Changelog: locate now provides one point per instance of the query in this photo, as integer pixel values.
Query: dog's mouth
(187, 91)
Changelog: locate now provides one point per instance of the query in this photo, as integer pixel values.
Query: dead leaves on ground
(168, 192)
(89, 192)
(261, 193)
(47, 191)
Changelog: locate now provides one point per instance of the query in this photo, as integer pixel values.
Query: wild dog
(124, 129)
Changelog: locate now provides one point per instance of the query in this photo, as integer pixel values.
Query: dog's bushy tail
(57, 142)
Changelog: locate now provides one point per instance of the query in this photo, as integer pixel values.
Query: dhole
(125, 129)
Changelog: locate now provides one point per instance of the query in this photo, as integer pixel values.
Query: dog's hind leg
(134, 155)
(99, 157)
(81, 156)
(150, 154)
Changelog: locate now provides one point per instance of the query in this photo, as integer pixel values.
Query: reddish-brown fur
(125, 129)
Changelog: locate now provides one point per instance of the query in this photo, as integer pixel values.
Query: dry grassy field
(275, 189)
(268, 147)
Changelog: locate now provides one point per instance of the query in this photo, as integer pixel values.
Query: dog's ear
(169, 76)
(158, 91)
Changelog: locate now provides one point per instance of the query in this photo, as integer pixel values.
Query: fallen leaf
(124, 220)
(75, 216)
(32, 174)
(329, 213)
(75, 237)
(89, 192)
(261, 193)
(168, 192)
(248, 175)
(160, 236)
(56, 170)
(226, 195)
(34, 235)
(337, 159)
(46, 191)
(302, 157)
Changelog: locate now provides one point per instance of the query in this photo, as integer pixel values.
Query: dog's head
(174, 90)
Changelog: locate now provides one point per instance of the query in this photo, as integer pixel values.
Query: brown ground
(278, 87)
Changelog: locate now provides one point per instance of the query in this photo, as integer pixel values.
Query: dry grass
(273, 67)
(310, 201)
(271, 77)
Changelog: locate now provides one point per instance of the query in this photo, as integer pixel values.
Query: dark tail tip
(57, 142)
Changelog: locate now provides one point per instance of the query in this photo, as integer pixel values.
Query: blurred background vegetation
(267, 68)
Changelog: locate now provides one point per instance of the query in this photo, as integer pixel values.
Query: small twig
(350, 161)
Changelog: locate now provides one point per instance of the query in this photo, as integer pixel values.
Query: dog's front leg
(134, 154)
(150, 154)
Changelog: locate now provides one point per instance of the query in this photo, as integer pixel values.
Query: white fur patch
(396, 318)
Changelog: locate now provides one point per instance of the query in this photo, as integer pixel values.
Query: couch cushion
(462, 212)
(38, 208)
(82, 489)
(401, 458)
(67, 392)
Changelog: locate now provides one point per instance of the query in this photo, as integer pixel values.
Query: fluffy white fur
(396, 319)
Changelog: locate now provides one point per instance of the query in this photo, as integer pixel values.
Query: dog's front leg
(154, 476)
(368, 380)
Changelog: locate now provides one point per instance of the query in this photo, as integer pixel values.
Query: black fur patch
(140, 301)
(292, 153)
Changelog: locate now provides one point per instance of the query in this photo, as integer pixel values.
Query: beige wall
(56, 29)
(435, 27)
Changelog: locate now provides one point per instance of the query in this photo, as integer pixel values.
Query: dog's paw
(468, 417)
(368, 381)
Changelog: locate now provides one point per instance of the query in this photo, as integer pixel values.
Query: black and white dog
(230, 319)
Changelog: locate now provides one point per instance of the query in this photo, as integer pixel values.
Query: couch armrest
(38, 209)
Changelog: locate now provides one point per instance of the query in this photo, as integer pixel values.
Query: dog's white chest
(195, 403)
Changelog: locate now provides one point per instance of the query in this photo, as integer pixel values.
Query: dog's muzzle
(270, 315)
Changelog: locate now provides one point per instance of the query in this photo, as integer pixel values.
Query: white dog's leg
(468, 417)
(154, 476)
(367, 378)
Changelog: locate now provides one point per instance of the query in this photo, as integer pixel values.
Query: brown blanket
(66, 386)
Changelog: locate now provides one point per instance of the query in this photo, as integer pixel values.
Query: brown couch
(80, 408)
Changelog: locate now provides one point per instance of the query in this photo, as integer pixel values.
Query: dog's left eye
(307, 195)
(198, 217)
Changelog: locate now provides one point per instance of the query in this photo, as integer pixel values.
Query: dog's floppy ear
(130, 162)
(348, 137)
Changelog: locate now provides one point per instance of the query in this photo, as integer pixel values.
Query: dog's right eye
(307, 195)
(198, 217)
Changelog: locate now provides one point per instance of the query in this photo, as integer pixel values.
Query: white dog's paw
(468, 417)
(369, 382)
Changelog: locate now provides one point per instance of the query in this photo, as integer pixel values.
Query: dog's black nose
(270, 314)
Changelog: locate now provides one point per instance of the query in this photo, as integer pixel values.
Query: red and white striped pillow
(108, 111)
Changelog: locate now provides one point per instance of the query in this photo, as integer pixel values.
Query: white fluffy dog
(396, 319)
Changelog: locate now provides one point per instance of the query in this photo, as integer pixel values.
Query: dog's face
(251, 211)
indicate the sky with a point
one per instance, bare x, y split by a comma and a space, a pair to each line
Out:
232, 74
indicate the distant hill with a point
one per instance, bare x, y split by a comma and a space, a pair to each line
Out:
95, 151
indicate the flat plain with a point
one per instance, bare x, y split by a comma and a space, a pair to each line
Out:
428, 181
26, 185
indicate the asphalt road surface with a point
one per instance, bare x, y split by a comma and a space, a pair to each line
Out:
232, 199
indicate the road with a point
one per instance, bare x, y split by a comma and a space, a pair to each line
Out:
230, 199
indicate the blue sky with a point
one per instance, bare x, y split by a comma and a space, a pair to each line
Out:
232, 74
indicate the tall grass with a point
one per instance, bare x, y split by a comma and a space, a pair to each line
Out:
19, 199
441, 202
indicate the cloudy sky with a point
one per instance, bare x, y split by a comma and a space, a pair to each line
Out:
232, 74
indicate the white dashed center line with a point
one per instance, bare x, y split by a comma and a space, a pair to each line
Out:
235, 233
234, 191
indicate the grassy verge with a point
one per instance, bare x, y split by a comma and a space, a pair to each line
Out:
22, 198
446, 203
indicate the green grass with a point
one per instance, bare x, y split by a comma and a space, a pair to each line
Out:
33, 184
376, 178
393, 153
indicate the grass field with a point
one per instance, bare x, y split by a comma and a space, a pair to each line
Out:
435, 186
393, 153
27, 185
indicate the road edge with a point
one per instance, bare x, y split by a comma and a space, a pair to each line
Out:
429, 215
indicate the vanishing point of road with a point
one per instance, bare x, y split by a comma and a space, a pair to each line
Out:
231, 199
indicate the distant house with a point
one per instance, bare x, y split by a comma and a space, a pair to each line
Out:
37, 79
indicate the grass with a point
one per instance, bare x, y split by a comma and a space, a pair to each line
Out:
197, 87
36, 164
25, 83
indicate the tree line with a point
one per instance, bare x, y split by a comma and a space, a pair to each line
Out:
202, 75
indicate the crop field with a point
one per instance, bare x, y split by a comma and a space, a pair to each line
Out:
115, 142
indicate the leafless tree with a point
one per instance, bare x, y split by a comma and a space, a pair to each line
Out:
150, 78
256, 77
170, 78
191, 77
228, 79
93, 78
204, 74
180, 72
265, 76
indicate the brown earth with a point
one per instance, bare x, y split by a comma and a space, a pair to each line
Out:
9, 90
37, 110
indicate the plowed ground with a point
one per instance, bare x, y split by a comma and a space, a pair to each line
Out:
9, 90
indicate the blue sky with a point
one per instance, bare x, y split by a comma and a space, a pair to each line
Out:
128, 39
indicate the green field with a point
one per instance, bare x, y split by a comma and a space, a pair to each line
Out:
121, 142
+ + + +
> **Your instructions**
Each of the entries above needs to be given again exactly.

> **Expected answer**
Changelog: locate now provides one point per instance of the query in this photo, as integer pixel values.
Query: dog's mouth
(187, 91)
Changelog: locate now provides one point per instance of the query in this photo, as integer pixel values.
Query: dead leaves on ground
(168, 192)
(89, 192)
(261, 193)
(47, 191)
Changelog: locate now provides one point per instance of the query in this photo, as integer pixel values.
Query: wild dog
(124, 129)
Changelog: locate now provides one point per instance of the query in this photo, as integer pixel values.
Query: dog's bushy tail
(57, 142)
Changelog: locate now provides one point per instance of the query in this photo, as integer pixel values.
Query: dhole
(125, 129)
Changelog: locate now provides one point per instance of the query in this photo, as integer pixel values.
Query: dog's hind leg
(134, 155)
(99, 157)
(81, 156)
(150, 154)
Changelog: locate now provides one point per instance of the query in this photo, as integer pixel values.
Query: reddish-brown fur
(125, 129)
Changelog: locate now provides one point per instance of the query in this photo, as integer pixel values.
Query: dry grassy field
(275, 189)
(268, 147)
Changelog: locate now provides one point per instance of the query in this photo, as integer pixel values.
Query: dog's ear
(169, 76)
(158, 91)
Changelog: locate now provides one point per instance of the query in this photo, as integer pixel values.
Query: fallen leaf
(124, 220)
(75, 216)
(32, 174)
(329, 213)
(75, 237)
(89, 192)
(261, 193)
(168, 192)
(248, 175)
(160, 236)
(56, 170)
(226, 195)
(34, 235)
(337, 159)
(46, 191)
(302, 157)
Changelog: locate now provides one point per instance of the query in this photo, as integer pixel values.
Query: dog's head
(174, 90)
Changelog: locate now provides one point per instance of the query in this photo, as integer pixel values.
Query: brown ground
(278, 87)
Changelog: locate now provides one point per instance of the query in this photo, as integer pixel values.
Query: dry grass
(273, 67)
(310, 201)
(271, 77)
Changelog: locate now provides one point per instance of the query in this photo, as integer pixel values.
Query: dark tail tip
(57, 142)
Changelog: locate now provides one point per instance of the query in this photo, as integer pixel values.
Query: blurred background vegetation
(267, 68)
Changelog: locate now provides one point per instance of the query in this photo, as integer pixel values.
Query: small twig
(350, 161)
Changelog: locate now provides one point per instance of the query in this photo, as integer pixel values.
Query: dog's front leg
(134, 154)
(150, 154)
Changelog: locate now provides one point per instance of the query in this photo, as integer pixel values.
Query: white fur patch
(396, 318)
Changelog: locate now provides one point per instance of the query in this photo, as integer pixel values.
Query: couch cushion
(462, 212)
(38, 208)
(82, 489)
(401, 458)
(67, 392)
Changelog: locate now provides one point per instance of the query in this photo, as integer pixel values.
Query: fluffy white fur
(396, 319)
Changelog: locate now provides one point per instance of the query in this photo, as integer pixel values.
Query: dog's front leg
(154, 476)
(368, 380)
Changelog: locate now provides one point per instance of the query in this photo, as integer pixel values.
Query: black fur patch
(140, 301)
(292, 153)
Changelog: locate now provides one point per instance of the query in this photo, as integer pixel values.
Query: beige wall
(56, 29)
(435, 27)
Changelog: locate now provides one point per instance of the query in this photo, as integer pixel values.
Query: dog's paw
(468, 417)
(368, 381)
Changelog: locate now provides one point per instance of the query in this photo, as integer pixel values.
Query: black and white dog
(230, 319)
Changelog: locate now provides one point per instance of the query in this photo, as integer pixel values.
Query: couch armrest
(38, 209)
Changelog: locate now provides one point per instance of the query in this photo, as integer pixel values.
Query: dog's white chest
(195, 403)
Changelog: locate now provides one point per instance of the query in this photo, as integer pixel values.
Query: dog's muzzle
(270, 315)
Changelog: locate now provides one point per instance of the query in this photo, as integer pixel values.
Query: white dog's leg
(468, 417)
(154, 476)
(367, 378)
Changelog: locate now provides one point per instance of the query in this photo, as integer pixel values.
Query: brown blanket
(66, 386)
Changelog: locate now provides one point per instance of the query in this photo, as integer pixel values.
Query: brown couch
(80, 408)
Changelog: locate now provides one point per instance of the query in this photo, as integer pixel values.
Query: dog's left eye
(307, 195)
(198, 217)
Changelog: locate now provides one point per instance of the query in this photo, as integer pixel values.
Query: dog's floppy ear
(130, 162)
(348, 137)
Changelog: locate now provides one point per instance of the query in this photo, as integer pixel values.
Query: dog's right eye
(307, 195)
(198, 217)
Changelog: locate now provides one point per instance of the query in this photo, as integer pixel values.
Query: white dog's paw
(468, 417)
(369, 382)
Changelog: locate now provides one point per instance of the query in this photo, as integer pixel values.
Query: dog's black nose
(270, 314)
Changelog: locate now provides one point per instance of the query in this photo, as integer pixel values.
Query: red and white striped pillow
(108, 111)
Changelog: locate now provides one point per instance of the query in this photo, as integer pixel values.
Query: white fluffy dog
(396, 319)
Changelog: locate now provides one point per instance of the query in this photo, as integer pixel values.
Query: dog's face
(251, 211)
indicate the sky with a point
one per instance, bare x, y split by a comma and a space, a pair to each line
Out:
232, 74
indicate the distant hill with a point
one per instance, bare x, y split by a comma and a space, a pair to each line
Out:
95, 151
indicate the flat plain with a point
one per instance, bare x, y split by a comma and a space, a pair to each line
Out:
428, 181
26, 185
indicate the asphalt road surface with a point
one per instance, bare x, y split by a comma and a space, a pair to each line
Out:
232, 199
indicate the road with a point
one per instance, bare x, y split by a comma and a space, a pair to each line
Out:
230, 199
indicate the blue sky with a point
one per instance, bare x, y split by a comma and a space, a pair to each line
Out:
232, 74
indicate the tall grass with a point
one per instance, bare x, y split by a comma and a space, a pair to each line
Out:
19, 199
441, 202
indicate the cloudy sky with a point
one per instance, bare x, y split by a comma and a space, a pair to each line
Out:
232, 74
indicate the white dashed center line with a point
one per instance, bare x, y split by a comma and a space, a pair to each line
Out:
235, 233
234, 191
indicate the grassy verge with a point
one per instance, bare x, y split by a comma and a space, a pair to each line
Out:
22, 198
446, 203
indicate the green grass with a point
one per instance, bare x, y split by a comma and a space, a pair to each line
Out:
33, 184
376, 178
393, 153
indicate the grass field with a point
one per instance, bare x, y split by a comma and a space, a pair to each line
Out:
435, 186
393, 153
27, 185
indicate the road edge with a point
one per instance, bare x, y split by a comma and a space, a pair to each line
Out:
429, 215
indicate the vanishing point of road with a point
one per instance, bare x, y split by a comma and a space, a pair to each line
Out:
231, 199
indicate the distant house with a point
one per instance, bare x, y split by a comma and a space, a pair to each line
Out:
37, 79
indicate the grass with a point
one per instance, bare x, y split by a comma and a space, a pair to each line
Out:
197, 87
36, 164
25, 83
indicate the tree line with a point
one per instance, bare x, y split by a comma and a space, a pair to each line
Out:
202, 75
indicate the crop field with a point
one per instance, bare x, y split by a comma and a space, a pair to each line
Out:
115, 142
indicate the leafless tree with a point
one per instance, bare x, y split by a comma and a space, a pair to each line
Out:
150, 78
256, 77
170, 78
191, 77
228, 79
93, 78
204, 74
180, 72
265, 76
indicate the brown earth with a point
one per instance, bare x, y split by a comma and a space, a pair to each line
Out:
9, 90
37, 110
indicate the plowed ground with a point
one per instance, bare x, y split by a comma and a space, a pair to each line
Out:
9, 90
indicate the blue sky with a point
one per instance, bare x, y split by a comma and a space, a pair to each line
Out:
128, 39
indicate the green field with a point
one per instance, bare x, y split by a comma and a space, a pair to each line
Out:
121, 142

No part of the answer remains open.